*** RECORDS PROVIDED
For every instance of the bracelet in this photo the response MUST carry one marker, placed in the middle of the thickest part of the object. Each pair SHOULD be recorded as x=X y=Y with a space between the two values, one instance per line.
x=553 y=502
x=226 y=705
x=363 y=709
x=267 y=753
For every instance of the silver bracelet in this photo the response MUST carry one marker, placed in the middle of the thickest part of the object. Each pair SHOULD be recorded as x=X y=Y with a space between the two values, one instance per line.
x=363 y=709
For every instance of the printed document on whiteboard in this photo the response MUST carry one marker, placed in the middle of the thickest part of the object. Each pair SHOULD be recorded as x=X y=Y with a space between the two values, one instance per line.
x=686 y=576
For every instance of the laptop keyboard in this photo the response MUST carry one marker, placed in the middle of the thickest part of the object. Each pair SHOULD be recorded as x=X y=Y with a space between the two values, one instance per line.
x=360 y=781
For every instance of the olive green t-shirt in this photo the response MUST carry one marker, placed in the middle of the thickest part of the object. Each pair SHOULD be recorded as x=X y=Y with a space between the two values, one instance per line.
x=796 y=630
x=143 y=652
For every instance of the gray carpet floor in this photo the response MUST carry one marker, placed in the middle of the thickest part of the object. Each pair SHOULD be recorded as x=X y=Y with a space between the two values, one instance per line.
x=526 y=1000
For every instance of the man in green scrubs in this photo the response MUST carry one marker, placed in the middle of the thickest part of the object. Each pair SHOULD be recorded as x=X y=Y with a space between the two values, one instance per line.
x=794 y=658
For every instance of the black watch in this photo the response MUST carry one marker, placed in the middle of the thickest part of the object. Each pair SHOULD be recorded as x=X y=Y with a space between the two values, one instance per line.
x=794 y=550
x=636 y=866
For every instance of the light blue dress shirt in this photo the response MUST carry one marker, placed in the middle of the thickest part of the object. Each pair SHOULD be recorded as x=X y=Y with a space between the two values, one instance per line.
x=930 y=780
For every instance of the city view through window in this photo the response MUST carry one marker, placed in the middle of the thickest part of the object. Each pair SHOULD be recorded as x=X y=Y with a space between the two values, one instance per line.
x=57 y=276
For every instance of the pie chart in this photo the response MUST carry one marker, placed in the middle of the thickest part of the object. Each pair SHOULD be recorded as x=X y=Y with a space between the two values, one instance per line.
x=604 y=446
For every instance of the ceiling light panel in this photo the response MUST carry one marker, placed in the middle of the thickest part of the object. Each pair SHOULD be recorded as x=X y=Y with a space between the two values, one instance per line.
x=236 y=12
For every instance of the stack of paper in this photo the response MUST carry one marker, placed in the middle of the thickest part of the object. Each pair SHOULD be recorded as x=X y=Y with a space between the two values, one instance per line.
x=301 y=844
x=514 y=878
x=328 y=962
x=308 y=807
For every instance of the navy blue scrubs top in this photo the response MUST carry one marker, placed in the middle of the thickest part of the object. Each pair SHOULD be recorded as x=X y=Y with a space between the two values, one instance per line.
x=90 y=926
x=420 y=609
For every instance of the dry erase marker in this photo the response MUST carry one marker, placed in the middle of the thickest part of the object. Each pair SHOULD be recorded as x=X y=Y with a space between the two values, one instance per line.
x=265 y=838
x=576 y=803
******
Rewrite the material from its first line through the line with "x=636 y=866", putting "widest" wherever "thickest" appears and changing nothing else.

→ **SOLUTION FOR THIS EXERCISE**
For every instance of the bracelet in this photo the response MUST carry one marker, placed in the middle of the widest part of the object. Each pair SHOULD be recorded as x=X y=Y with a space between the two values, one instance per line.
x=553 y=502
x=226 y=705
x=363 y=709
x=267 y=753
For every instance of the silver bracelet in this photo the response MUST carry one marker, placed in the middle of the widest part of the object. Each pair SHOULD be recorded as x=X y=Y with a space between the two values, one instance per line.
x=363 y=709
For every instance of the printed document on whiteboard in this photo the response MUST carry one marker, placed in the middle of the widest part of the object. Each pair SHOULD be recorded as x=X y=Y with a space between the two values, one instance per line.
x=686 y=576
For every instance of the laptop keyboard in this photo the response MUST carry one marker, placed in the middle of the widest part of the object. Each pair SHOULD be recorded as x=X y=Y with a space between the two values, one instance per line.
x=360 y=781
For every instance of the olive green t-shirt in this photo the response MUST carry one marker, placed in the middle of the widest part of the object. Each pair SHOULD be recorded as x=X y=Y with a space between the two values, one instance per line.
x=796 y=630
x=143 y=652
For every instance of the gray carpet floor in this photo the response MUST carry one marker, placed in the middle of the widest part of the object. Each pair SHOULD be recorded as x=X y=Y with a space between the two values, one instance per line.
x=526 y=1000
For every instance of the man in green scrubs in this photo the response MUST carry one marker, placed in the middle of the widest part of the object. Each pair SHOULD be recorded as x=X y=Y with a space between the two values, one instance per line.
x=794 y=658
For every instance of the black watch in this photo the response MUST carry one marker, placed in the middle of the widest part of the object. Each pair SHOULD be recorded as x=X y=Y with a space between the two values, one instance per line.
x=794 y=550
x=636 y=866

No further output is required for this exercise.